Recast the records below as a Markdown table with the columns Row and Line. Give each line its own numbered row and leave out blank lines.

※ ※ ※

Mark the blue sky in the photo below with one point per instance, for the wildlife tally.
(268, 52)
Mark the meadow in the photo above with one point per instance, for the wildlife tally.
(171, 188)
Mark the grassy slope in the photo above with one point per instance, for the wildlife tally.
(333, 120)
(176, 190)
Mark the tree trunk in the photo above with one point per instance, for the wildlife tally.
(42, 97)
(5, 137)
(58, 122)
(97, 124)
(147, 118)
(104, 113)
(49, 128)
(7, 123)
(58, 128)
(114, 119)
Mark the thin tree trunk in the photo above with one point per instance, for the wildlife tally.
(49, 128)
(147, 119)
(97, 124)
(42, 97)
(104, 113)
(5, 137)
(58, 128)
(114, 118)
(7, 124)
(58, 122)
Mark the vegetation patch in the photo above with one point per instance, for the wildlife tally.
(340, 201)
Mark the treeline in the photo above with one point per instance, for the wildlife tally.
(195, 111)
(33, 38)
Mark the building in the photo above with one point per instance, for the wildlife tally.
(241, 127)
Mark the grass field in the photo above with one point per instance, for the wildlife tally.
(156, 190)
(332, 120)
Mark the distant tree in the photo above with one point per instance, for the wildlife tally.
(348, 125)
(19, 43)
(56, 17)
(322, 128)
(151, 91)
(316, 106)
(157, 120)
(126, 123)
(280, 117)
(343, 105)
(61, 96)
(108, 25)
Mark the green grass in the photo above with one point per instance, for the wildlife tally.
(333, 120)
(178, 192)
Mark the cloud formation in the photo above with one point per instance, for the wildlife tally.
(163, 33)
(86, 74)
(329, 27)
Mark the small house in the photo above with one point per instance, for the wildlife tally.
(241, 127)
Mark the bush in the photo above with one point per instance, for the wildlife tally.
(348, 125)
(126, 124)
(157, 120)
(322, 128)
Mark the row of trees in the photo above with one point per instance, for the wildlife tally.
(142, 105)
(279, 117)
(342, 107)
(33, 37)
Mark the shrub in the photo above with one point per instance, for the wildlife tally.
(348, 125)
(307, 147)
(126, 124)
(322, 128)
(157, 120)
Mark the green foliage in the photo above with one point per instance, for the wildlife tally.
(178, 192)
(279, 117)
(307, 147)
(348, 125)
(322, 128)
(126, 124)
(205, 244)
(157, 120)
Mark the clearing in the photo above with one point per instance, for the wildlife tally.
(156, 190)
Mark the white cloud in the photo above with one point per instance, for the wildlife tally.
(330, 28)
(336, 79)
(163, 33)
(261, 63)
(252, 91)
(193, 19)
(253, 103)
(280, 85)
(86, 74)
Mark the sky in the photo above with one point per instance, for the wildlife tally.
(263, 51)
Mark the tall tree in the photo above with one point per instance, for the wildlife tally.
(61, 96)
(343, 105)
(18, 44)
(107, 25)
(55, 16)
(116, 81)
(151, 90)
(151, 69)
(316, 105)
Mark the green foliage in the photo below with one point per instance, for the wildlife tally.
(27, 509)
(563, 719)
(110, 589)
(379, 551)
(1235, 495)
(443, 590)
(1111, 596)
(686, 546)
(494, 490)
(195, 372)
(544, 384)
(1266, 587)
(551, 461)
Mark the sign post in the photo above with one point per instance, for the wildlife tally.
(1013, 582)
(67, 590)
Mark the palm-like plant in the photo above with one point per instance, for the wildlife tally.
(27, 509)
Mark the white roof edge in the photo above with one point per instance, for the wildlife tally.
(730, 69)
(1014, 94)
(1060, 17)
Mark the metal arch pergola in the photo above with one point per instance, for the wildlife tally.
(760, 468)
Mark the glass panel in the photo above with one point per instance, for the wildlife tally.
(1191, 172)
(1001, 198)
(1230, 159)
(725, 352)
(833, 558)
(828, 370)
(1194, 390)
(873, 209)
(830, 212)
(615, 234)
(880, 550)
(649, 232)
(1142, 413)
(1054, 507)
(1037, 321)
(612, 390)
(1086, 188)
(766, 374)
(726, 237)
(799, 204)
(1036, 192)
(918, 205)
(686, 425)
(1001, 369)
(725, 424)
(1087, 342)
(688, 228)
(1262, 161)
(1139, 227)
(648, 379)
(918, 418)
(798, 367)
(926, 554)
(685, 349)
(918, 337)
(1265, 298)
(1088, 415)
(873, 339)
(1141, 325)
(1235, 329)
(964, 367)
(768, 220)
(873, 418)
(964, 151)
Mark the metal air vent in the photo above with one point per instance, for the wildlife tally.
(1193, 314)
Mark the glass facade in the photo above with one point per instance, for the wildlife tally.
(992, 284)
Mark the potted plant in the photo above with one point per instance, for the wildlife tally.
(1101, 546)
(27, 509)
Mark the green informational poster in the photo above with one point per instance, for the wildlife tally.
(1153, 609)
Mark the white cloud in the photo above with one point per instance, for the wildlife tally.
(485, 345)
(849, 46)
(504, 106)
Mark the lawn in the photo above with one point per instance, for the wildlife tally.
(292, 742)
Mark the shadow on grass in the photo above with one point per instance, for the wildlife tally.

※ ※ ※

* Completed task
| Row | Line |
|---|---|
| 1 | Mark the blue sky in the photo below with one point per instance, for the wildlife tally. |
| 2 | (268, 52) |
| 3 | Mark the meadow in the photo above with one point per instance, for the wildlife tally. |
| 4 | (171, 188) |
| 5 | Mark the grassy slope in the photo above with one point per instance, for the wildlife tally. |
| 6 | (333, 120) |
| 7 | (176, 190) |
| 8 | Mark the tree trunk in the photo above with one point per instance, for the wildlife tally. |
| 9 | (42, 97) |
| 10 | (5, 137) |
| 11 | (58, 122) |
| 12 | (97, 124) |
| 13 | (147, 118) |
| 14 | (104, 113) |
| 15 | (49, 128) |
| 16 | (7, 123) |
| 17 | (58, 128) |
| 18 | (114, 119) |
| 19 | Mark the thin tree trunk in the photo above with one point per instance, for the wildlife tally. |
| 20 | (49, 128) |
| 21 | (147, 119) |
| 22 | (97, 124) |
| 23 | (42, 97) |
| 24 | (104, 113) |
| 25 | (5, 137) |
| 26 | (58, 128) |
| 27 | (114, 118) |
| 28 | (7, 124) |
| 29 | (58, 122) |
| 30 | Mark the vegetation patch in the photo above with one point per instance, for the wildlife tally. |
| 31 | (340, 201) |
| 32 | Mark the treeline in the photo above with one point per instance, for the wildlife tally. |
| 33 | (195, 111) |
| 34 | (33, 38) |
| 35 | Mark the building in the photo above with one point per instance, for the wildlife tally. |
| 36 | (241, 127) |
| 37 | Mark the grass field in the photo above with one point per instance, for the wildlife tally. |
| 38 | (156, 190) |
| 39 | (332, 120) |
| 40 | Mark the distant tree in the photo above with one point per instance, for the wildlife tally. |
| 41 | (348, 125) |
| 42 | (19, 43) |
| 43 | (56, 17) |
| 44 | (322, 128) |
| 45 | (151, 91) |
| 46 | (316, 106) |
| 47 | (157, 120) |
| 48 | (126, 123) |
| 49 | (280, 117) |
| 50 | (343, 105) |
| 51 | (61, 96) |
| 52 | (108, 25) |
| 53 | Mark the green grass in the photo above with one point per instance, for the wildlife tally. |
| 54 | (333, 120) |
| 55 | (178, 192) |
| 56 | Mark the cloud formation in the photo above with one point per instance, for the wildlife tally. |
| 57 | (163, 33) |
| 58 | (86, 74) |
| 59 | (329, 27) |
| 60 | Mark the small house in the photo above with one point per instance, for the wildlife tally. |
| 61 | (241, 127) |
| 62 | Mark the bush in the photo above with one point per instance, for the wildlife tally. |
| 63 | (348, 125) |
| 64 | (126, 124) |
| 65 | (157, 120) |
| 66 | (322, 128) |
| 67 | Mark the row of trees in the photo above with one point per instance, for the wildlife tally. |
| 68 | (142, 105) |
| 69 | (279, 117) |
| 70 | (342, 107) |
| 71 | (33, 37) |
| 72 | Mark the shrub in the photo above with one point per instance, for the wildlife tally. |
| 73 | (348, 125) |
| 74 | (307, 147) |
| 75 | (126, 124) |
| 76 | (322, 128) |
| 77 | (157, 120) |
| 78 | Mark the green foliage in the photo above with one point per instance, for the wildlife tally. |
| 79 | (178, 192) |
| 80 | (279, 117) |
| 81 | (307, 147) |
| 82 | (348, 125) |
| 83 | (322, 128) |
| 84 | (126, 124) |
| 85 | (205, 244) |
| 86 | (157, 120) |
| 87 | Mark the clearing in the photo above with one point per instance, for the wildlife tally. |
| 88 | (156, 190) |
| 89 | Mark the white cloud in the photo above with one point per instance, for the wildlife tally. |
| 90 | (330, 28) |
| 91 | (336, 79) |
| 92 | (163, 33) |
| 93 | (261, 63) |
| 94 | (252, 91) |
| 95 | (193, 19) |
| 96 | (253, 103) |
| 97 | (280, 85) |
| 98 | (86, 74) |
| 99 | Mark the sky in the photo above with one point per instance, for the wildlife tally. |
| 100 | (263, 51) |
| 101 | Mark the tall tree in the photo above with one point per instance, for the wildlife tally. |
| 102 | (61, 96) |
| 103 | (343, 105) |
| 104 | (18, 44) |
| 105 | (107, 25) |
| 106 | (55, 16) |
| 107 | (116, 81) |
| 108 | (151, 90) |
| 109 | (151, 69) |
| 110 | (316, 105) |
| 111 | Mark the green foliage in the photo below with one point per instance, for the wildlife tally. |
| 112 | (27, 509) |
| 113 | (563, 719) |
| 114 | (110, 589) |
| 115 | (379, 551) |
| 116 | (1235, 495) |
| 117 | (443, 590) |
| 118 | (1111, 596) |
| 119 | (686, 546) |
| 120 | (494, 490) |
| 121 | (195, 372) |
| 122 | (544, 384) |
| 123 | (1266, 587) |
| 124 | (551, 461) |
| 125 | Mark the sign post in the photo above with one point per instance, for the wildlife tally. |
| 126 | (1013, 582) |
| 127 | (67, 590) |
| 128 | Mark the palm-like plant in the photo above with one point per instance, for the wildlife tally. |
| 129 | (27, 509) |
| 130 | Mark the white roof edge in the photo above with one point per instance, for the wildlife tally. |
| 131 | (730, 69) |
| 132 | (1014, 94) |
| 133 | (1060, 17) |
| 134 | Mark the metal arch pergola in the photo above with one point per instance, for the wildlife tally. |
| 135 | (760, 468) |
| 136 | Mark the glass panel in the photo above with one point per instance, for the wildlife tally. |
| 137 | (1191, 172) |
| 138 | (1001, 198) |
| 139 | (1230, 159) |
| 140 | (725, 352) |
| 141 | (833, 558) |
| 142 | (828, 370) |
| 143 | (1194, 390) |
| 144 | (873, 209) |
| 145 | (830, 212) |
| 146 | (615, 234) |
| 147 | (880, 550) |
| 148 | (649, 232) |
| 149 | (1142, 413) |
| 150 | (1054, 507) |
| 151 | (1037, 321) |
| 152 | (612, 390) |
| 153 | (1086, 188) |
| 154 | (766, 374) |
| 155 | (726, 237) |
| 156 | (799, 204) |
| 157 | (1036, 192) |
| 158 | (918, 205) |
| 159 | (686, 425) |
| 160 | (1001, 369) |
| 161 | (725, 424) |
| 162 | (1087, 342) |
| 163 | (688, 228) |
| 164 | (1262, 161) |
| 165 | (1139, 227) |
| 166 | (648, 379) |
| 167 | (918, 418) |
| 168 | (798, 367) |
| 169 | (926, 554) |
| 170 | (685, 349) |
| 171 | (918, 337) |
| 172 | (1265, 298) |
| 173 | (1088, 415) |
| 174 | (873, 339) |
| 175 | (1141, 325) |
| 176 | (1235, 329) |
| 177 | (964, 367) |
| 178 | (768, 220) |
| 179 | (873, 418) |
| 180 | (964, 151) |
| 181 | Mark the metal air vent in the photo above with one point per instance, for the wildlife tally. |
| 182 | (1193, 314) |
| 183 | Mark the glass facade in the photo above with one point per instance, for the wildlife tally. |
| 184 | (992, 284) |
| 185 | Mark the potted plant in the photo above with one point per instance, for the wildlife tally. |
| 186 | (1101, 546) |
| 187 | (27, 509) |
| 188 | Mark the green informational poster in the photo above with one point per instance, for the wildlife tally. |
| 189 | (1153, 609) |
| 190 | Mark the white cloud in the photo above with one point per instance, for the wildlife tally. |
| 191 | (485, 345) |
| 192 | (849, 46) |
| 193 | (504, 106) |
| 194 | Mark the lawn in the photo above with one point per instance, for the wildlife tally. |
| 195 | (292, 742) |
| 196 | Mark the shadow on grass in the photo above with one point per instance, for the wildlife tally. |